◆ Stated problem ◆
Locate each line in the records below that contains the word "anther", and copy those lines.

◆ Records supplied ◆
****************************************

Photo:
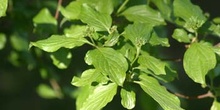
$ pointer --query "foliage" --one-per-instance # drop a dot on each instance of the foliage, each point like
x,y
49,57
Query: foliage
x,y
123,54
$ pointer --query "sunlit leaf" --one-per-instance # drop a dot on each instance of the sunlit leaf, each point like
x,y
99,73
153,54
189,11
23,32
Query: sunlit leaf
x,y
95,19
159,93
61,58
3,7
44,17
143,14
99,97
55,42
109,62
138,33
198,60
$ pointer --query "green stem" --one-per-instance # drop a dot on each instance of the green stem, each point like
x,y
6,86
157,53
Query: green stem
x,y
122,6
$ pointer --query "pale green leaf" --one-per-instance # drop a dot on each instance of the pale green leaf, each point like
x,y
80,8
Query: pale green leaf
x,y
128,98
3,7
181,35
55,42
2,40
198,60
87,77
109,62
138,33
95,19
61,58
44,17
215,105
75,31
72,10
159,93
143,14
149,63
99,97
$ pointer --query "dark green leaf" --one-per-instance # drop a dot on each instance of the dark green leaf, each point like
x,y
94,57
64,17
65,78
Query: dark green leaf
x,y
61,58
55,42
95,19
143,14
159,93
138,33
3,7
198,60
109,62
99,97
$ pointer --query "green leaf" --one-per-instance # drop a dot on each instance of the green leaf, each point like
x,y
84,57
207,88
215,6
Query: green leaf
x,y
72,10
61,58
99,21
2,40
99,97
192,15
159,93
138,33
75,31
55,42
198,60
128,98
44,17
87,77
143,14
149,63
181,35
109,62
215,105
3,7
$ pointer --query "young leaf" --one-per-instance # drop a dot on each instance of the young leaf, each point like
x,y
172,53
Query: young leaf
x,y
44,17
149,63
138,33
215,105
109,62
61,58
99,21
143,14
99,97
151,86
72,10
55,42
3,7
128,98
198,60
181,35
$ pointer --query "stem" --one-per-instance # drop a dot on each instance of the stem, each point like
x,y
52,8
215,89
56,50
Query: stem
x,y
122,6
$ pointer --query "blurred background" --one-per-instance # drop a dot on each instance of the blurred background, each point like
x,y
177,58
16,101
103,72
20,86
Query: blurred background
x,y
30,81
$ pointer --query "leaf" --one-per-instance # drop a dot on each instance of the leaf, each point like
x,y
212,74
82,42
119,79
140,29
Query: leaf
x,y
2,41
109,62
143,14
151,86
192,15
3,7
87,77
72,10
61,58
55,42
198,60
148,62
75,31
99,21
215,105
181,35
138,33
99,97
128,98
44,17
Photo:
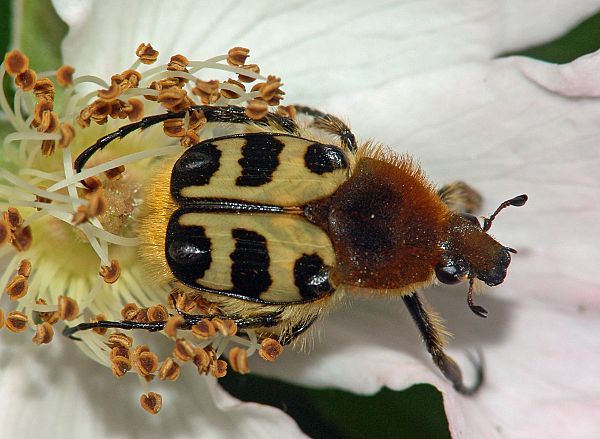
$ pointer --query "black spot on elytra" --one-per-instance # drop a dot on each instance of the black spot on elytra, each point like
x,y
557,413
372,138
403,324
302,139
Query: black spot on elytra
x,y
311,276
250,264
188,251
320,158
260,158
194,168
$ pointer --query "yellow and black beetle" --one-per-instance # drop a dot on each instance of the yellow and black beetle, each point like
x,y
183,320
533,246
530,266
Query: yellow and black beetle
x,y
273,225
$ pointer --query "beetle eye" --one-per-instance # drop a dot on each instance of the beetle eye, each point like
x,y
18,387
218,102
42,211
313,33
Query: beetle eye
x,y
471,218
449,275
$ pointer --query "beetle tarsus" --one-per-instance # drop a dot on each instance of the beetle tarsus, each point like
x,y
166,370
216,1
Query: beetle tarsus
x,y
331,124
431,330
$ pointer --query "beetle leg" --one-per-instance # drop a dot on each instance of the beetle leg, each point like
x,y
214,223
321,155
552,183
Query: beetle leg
x,y
296,332
226,114
263,321
330,124
460,197
432,332
69,331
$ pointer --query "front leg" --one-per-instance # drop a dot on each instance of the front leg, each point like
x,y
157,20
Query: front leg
x,y
432,332
189,320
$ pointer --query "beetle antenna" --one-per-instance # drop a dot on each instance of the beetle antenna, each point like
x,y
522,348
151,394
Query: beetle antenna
x,y
479,310
517,201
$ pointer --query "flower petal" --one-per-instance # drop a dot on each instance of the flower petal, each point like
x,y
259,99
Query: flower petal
x,y
504,134
576,79
82,400
497,129
359,44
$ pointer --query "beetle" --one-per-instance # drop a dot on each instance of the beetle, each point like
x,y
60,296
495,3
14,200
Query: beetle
x,y
274,225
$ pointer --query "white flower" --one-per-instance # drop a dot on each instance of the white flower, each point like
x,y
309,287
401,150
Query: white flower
x,y
419,76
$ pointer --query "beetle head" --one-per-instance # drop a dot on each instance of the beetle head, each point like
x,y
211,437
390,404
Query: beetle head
x,y
470,253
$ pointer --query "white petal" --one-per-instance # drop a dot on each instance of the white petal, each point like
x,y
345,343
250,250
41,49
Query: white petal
x,y
528,23
492,126
44,391
320,49
577,79
498,130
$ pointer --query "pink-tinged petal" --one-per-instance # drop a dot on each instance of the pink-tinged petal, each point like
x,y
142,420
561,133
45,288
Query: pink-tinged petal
x,y
251,419
534,22
577,79
494,127
43,391
340,46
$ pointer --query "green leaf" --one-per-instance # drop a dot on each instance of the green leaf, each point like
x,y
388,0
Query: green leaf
x,y
39,33
582,39
414,413
5,25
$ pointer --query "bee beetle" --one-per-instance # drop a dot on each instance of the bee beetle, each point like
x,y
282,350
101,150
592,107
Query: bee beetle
x,y
274,226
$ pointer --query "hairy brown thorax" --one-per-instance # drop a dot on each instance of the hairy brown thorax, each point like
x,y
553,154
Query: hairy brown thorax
x,y
386,223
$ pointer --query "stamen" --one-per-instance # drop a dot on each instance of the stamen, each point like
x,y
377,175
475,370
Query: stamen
x,y
16,321
68,309
270,349
43,333
151,402
238,359
169,370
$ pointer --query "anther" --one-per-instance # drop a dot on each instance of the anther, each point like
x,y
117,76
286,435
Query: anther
x,y
202,360
17,287
169,370
16,321
99,318
120,366
22,239
257,109
68,309
135,110
184,350
64,76
288,111
43,89
238,359
26,80
236,56
146,53
111,273
270,349
120,339
24,268
231,94
47,316
208,91
43,333
204,329
158,313
227,328
147,363
5,232
218,369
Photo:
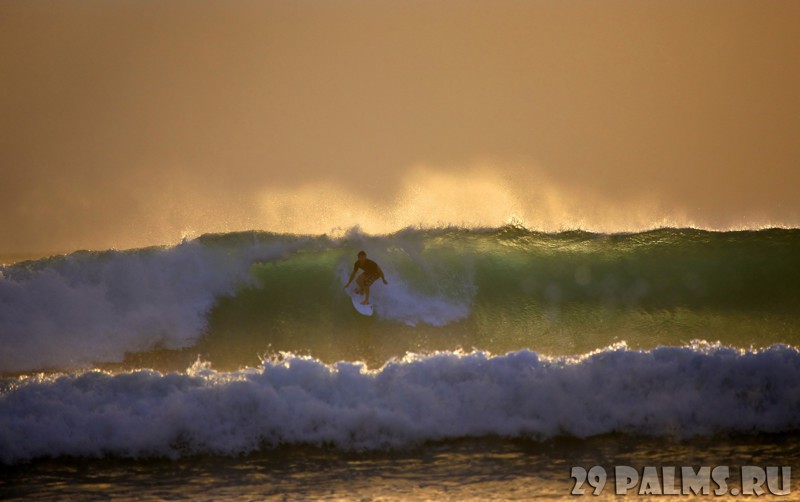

****************************************

◆ Exercise result ◆
$ pointer --query "anther" --one-per-instance # drop a dot on each instance of the anther, each point like
Query: anther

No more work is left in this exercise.